Referring expression data
=====

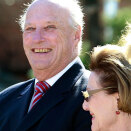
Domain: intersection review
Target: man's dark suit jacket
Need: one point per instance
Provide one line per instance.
(60, 109)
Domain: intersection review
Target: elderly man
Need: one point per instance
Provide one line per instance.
(52, 101)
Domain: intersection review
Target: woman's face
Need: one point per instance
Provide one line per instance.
(101, 106)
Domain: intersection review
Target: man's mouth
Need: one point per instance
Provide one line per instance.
(93, 116)
(41, 50)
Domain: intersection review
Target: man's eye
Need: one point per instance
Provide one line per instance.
(30, 29)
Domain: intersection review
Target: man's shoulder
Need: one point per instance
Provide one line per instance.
(15, 87)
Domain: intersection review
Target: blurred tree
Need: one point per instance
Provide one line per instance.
(93, 30)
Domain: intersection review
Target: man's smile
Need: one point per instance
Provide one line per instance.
(41, 50)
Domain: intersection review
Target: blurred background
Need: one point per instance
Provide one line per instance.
(105, 21)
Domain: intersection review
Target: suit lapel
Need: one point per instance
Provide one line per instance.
(58, 92)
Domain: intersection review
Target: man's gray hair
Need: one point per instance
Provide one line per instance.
(72, 6)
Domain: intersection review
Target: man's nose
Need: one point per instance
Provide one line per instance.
(38, 36)
(85, 105)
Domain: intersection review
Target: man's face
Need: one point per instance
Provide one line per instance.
(48, 39)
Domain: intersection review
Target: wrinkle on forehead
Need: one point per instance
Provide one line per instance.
(52, 11)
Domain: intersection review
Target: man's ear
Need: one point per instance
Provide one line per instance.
(77, 34)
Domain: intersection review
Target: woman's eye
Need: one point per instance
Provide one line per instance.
(30, 29)
(50, 27)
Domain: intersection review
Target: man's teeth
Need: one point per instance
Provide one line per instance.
(41, 50)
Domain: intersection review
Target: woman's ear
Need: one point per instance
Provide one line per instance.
(116, 95)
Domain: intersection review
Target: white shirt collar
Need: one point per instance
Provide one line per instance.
(53, 79)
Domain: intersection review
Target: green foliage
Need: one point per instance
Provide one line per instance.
(118, 23)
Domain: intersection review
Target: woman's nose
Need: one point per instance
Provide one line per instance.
(85, 105)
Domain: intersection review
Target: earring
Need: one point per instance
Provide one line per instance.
(117, 112)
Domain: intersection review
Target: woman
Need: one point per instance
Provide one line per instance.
(108, 94)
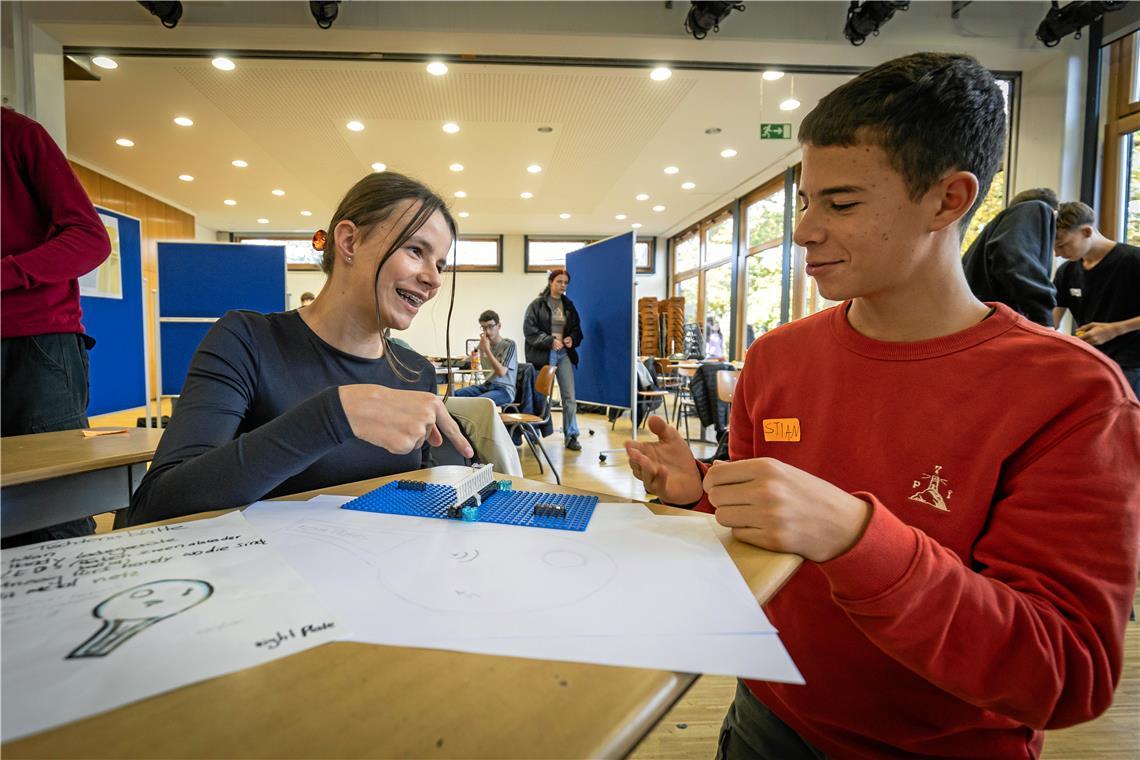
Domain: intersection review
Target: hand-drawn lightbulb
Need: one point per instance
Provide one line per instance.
(135, 610)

=====

Task directions
The pictures alone are to be left out when the data above is copied; all else must match exactly.

Solution to the problem
Domain: intersection review
Target: man's dark suit jacket
Need: one point per instance
Provide one line per instance.
(60, 109)
Domain: intersection review
Target: elderly man
Need: one point per instance
Provide one line per instance.
(52, 101)
Domain: intersection review
Target: woman's face
Need: one point per instance
Provide one line per instance.
(101, 106)
Domain: intersection review
Target: man's mouth
Need: one point per instance
Provide one line per instance.
(93, 116)
(41, 50)
Domain: intersection review
Target: man's eye
Need: one point per instance
Provide one line per instance.
(30, 29)
Domain: intersection review
Target: man's shoulder
Need: one point per instance
Provide one line per instance.
(15, 87)
Domain: intersection review
Target: blurred tree
Need: one point per instance
Provide one line per instance.
(93, 30)
Domain: intersection review
Target: man's smile
Need: one point per instance
Provide one line per instance.
(41, 50)
Domain: intersection review
Target: blurred background
Need: one point per instance
Provide one line per instance.
(105, 21)
Domain: intersection review
Target: suit lapel
Need: one point per instance
Provide one line per instance.
(58, 92)
Domain: intersection review
Target: man's gray hair
Need: one point per instance
Provide one line per instance.
(72, 6)
Domain: intersection review
Target: man's nose
Need: one point per instance
Provide one line per instance.
(38, 36)
(85, 105)
Domain: intersection review
Target: man's face
Need: one point per instance
Provide one line per instance.
(48, 39)
Domain: intersection review
Target: wrinkle on forehead
Need: one point per instance
Provide one line per instance.
(52, 11)
Domain: intersection review
Target: man's ear
Need: one point per instance
Provide one line per instance.
(77, 34)
Domain: intersection review
Target: woman's eye
Need: one point per instance
Provide one line per instance.
(30, 29)
(50, 27)
Domain: intersection review
Target: man's teeth
Need: one point per instance
Provide one line per instance.
(41, 50)
Domain: intersection review
Target: woman's ear
Need: one point per instance
Provide one line per instance.
(116, 95)
Domain: intersection review
Target: white shirt collar
Need: one point per instance
Provide one line per instance.
(53, 79)
Domain: intersection review
Target: green foliage
Need: one point per instance
Provide one line per instance.
(118, 23)
Domain: intersection review
Target: woman's nose
Need: one point per instance
Provide one line per instance.
(85, 105)
Domain: intersection review
Target: earring
Need: one point per instance
Provide one line per instance.
(117, 112)
Domain: intersection review
Target: woman
Need: one point per instance
Provide one line per instance.
(108, 94)
Domain: intersection review
Target: hand-drawn lightbulb
Need: one point per instance
Provide one line per instance.
(135, 610)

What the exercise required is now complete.